▶ Given request: Only the lines from the one containing "road shown in this photo." through the end of the material are to be echoed, each exactly as it appears.
"""
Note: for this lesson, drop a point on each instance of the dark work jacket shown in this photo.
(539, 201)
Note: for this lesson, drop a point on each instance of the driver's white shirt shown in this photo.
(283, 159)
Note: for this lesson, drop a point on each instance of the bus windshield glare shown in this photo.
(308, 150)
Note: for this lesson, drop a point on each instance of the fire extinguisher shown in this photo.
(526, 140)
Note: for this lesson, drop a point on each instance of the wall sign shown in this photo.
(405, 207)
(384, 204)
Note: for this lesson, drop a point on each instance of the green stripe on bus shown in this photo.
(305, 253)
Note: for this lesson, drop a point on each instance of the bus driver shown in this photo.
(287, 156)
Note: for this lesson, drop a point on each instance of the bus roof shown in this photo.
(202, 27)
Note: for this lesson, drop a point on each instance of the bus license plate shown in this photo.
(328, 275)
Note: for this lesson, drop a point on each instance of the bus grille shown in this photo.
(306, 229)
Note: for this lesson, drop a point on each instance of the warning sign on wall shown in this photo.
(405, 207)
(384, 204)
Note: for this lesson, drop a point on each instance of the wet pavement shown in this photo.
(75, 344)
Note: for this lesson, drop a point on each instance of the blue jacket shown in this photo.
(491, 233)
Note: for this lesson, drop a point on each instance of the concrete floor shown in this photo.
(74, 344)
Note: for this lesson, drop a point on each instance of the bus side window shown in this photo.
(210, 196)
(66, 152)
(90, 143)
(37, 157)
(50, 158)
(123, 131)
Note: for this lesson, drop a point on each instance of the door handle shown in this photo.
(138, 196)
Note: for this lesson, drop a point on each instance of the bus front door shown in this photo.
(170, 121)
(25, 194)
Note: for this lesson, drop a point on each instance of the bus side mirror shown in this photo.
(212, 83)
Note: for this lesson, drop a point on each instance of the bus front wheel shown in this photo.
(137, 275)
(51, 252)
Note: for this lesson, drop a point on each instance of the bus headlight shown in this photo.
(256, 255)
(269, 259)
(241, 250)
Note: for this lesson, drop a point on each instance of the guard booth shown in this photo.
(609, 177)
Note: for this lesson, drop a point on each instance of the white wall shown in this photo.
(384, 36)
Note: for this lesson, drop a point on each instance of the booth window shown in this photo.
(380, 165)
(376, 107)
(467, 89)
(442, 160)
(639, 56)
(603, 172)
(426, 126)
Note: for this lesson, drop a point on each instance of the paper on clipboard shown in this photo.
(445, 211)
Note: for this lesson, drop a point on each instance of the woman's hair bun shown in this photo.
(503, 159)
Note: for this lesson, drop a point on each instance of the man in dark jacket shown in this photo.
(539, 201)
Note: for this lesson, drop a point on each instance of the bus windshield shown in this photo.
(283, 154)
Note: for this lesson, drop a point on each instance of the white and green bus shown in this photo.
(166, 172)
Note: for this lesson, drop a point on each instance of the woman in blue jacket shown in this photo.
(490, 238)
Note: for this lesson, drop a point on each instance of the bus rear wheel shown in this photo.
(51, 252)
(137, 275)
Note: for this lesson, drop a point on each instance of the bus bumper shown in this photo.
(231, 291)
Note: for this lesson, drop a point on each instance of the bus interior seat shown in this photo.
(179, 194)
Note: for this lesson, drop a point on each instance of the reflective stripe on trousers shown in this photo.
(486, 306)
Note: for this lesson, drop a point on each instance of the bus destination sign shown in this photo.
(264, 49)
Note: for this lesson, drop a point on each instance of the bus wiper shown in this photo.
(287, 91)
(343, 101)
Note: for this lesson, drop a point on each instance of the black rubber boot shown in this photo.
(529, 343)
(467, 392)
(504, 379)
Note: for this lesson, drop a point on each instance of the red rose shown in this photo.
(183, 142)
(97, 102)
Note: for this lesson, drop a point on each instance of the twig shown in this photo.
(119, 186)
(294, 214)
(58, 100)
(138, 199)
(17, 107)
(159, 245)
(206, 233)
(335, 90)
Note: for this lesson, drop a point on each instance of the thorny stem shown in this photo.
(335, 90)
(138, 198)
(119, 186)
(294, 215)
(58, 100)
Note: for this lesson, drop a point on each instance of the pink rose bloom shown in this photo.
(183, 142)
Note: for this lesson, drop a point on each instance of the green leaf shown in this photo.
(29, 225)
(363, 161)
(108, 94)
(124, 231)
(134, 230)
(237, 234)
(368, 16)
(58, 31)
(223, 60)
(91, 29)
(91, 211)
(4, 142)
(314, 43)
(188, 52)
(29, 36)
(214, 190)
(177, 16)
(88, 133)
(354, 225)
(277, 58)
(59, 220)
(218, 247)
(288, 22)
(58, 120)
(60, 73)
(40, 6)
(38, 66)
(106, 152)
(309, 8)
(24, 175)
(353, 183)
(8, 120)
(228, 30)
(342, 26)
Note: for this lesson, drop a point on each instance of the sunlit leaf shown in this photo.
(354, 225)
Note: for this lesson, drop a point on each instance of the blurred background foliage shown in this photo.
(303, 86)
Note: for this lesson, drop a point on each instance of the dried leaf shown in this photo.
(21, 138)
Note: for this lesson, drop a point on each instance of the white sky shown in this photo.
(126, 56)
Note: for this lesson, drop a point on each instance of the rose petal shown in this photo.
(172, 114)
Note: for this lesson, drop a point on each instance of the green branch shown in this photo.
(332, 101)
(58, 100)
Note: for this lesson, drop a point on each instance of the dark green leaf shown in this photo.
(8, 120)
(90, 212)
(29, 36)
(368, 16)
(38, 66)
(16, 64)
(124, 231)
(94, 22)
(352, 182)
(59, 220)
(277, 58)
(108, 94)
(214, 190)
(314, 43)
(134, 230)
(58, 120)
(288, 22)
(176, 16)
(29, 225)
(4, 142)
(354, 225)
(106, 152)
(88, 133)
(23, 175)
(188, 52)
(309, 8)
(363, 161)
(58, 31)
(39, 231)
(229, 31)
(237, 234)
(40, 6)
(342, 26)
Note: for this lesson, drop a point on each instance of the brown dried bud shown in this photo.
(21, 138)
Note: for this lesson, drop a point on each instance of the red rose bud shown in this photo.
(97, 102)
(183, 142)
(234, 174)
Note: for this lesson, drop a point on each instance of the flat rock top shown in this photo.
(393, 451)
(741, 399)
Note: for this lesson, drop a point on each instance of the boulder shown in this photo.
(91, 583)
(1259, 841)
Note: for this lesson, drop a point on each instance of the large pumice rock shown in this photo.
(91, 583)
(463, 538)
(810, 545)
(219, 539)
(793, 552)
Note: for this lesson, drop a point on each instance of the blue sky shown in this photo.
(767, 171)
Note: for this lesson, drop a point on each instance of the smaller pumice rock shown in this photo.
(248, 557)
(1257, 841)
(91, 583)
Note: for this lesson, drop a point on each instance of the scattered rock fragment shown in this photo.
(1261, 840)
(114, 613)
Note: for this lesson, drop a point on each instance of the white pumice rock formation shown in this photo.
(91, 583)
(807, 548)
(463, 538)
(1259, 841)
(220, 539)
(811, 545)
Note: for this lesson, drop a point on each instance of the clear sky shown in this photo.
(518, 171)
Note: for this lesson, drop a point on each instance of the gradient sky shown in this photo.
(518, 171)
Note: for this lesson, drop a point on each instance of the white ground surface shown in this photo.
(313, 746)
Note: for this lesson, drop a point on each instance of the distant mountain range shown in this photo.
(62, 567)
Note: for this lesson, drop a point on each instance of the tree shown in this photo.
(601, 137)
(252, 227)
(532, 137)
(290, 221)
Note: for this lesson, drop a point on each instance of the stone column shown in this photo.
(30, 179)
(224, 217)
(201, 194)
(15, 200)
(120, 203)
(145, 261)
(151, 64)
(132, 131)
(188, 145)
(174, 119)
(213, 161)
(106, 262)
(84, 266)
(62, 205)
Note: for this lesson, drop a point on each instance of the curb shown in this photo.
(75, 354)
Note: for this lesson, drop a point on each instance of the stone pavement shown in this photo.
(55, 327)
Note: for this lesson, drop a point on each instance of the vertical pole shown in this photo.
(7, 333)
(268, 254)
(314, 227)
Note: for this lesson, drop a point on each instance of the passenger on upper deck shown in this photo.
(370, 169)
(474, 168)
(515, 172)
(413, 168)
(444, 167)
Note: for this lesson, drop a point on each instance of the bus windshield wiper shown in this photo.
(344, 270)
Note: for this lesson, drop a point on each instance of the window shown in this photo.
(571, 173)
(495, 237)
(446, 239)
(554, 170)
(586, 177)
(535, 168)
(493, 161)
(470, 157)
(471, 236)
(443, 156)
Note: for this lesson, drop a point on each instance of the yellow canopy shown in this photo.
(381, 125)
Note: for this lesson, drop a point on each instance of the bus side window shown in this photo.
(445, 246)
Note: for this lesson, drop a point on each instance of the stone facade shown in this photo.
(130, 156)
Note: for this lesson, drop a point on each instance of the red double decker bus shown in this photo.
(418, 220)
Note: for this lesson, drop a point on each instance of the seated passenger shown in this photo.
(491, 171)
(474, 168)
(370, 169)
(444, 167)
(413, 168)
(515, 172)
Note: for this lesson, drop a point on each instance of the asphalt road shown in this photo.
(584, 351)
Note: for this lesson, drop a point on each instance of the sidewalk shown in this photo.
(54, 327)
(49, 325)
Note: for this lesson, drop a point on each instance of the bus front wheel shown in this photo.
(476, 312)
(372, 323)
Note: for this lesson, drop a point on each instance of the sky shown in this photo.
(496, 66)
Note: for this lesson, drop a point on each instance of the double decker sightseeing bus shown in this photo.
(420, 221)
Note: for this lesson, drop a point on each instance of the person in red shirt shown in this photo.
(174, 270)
"""
▶ Solution:
Note: for this lesson, drop a point on each instance of the asphalt road shown in this photo.
(584, 351)
Note: for this lesson, drop a point on each instance of the sidewalk shown in this photo.
(54, 327)
(49, 325)
Note: for this lesson, drop a point on each instance of the bus front wheel shown in this photo.
(476, 312)
(372, 323)
Note: for this lesson, drop a point on each instance of the sky shown in this photo.
(496, 66)
Note: for this lesson, drop a point on each instance of the double decker sightseeing bus shown in this photo.
(420, 221)
Note: for this lesson, drop a point on each instance of the person in red shirt shown in this photo.
(174, 270)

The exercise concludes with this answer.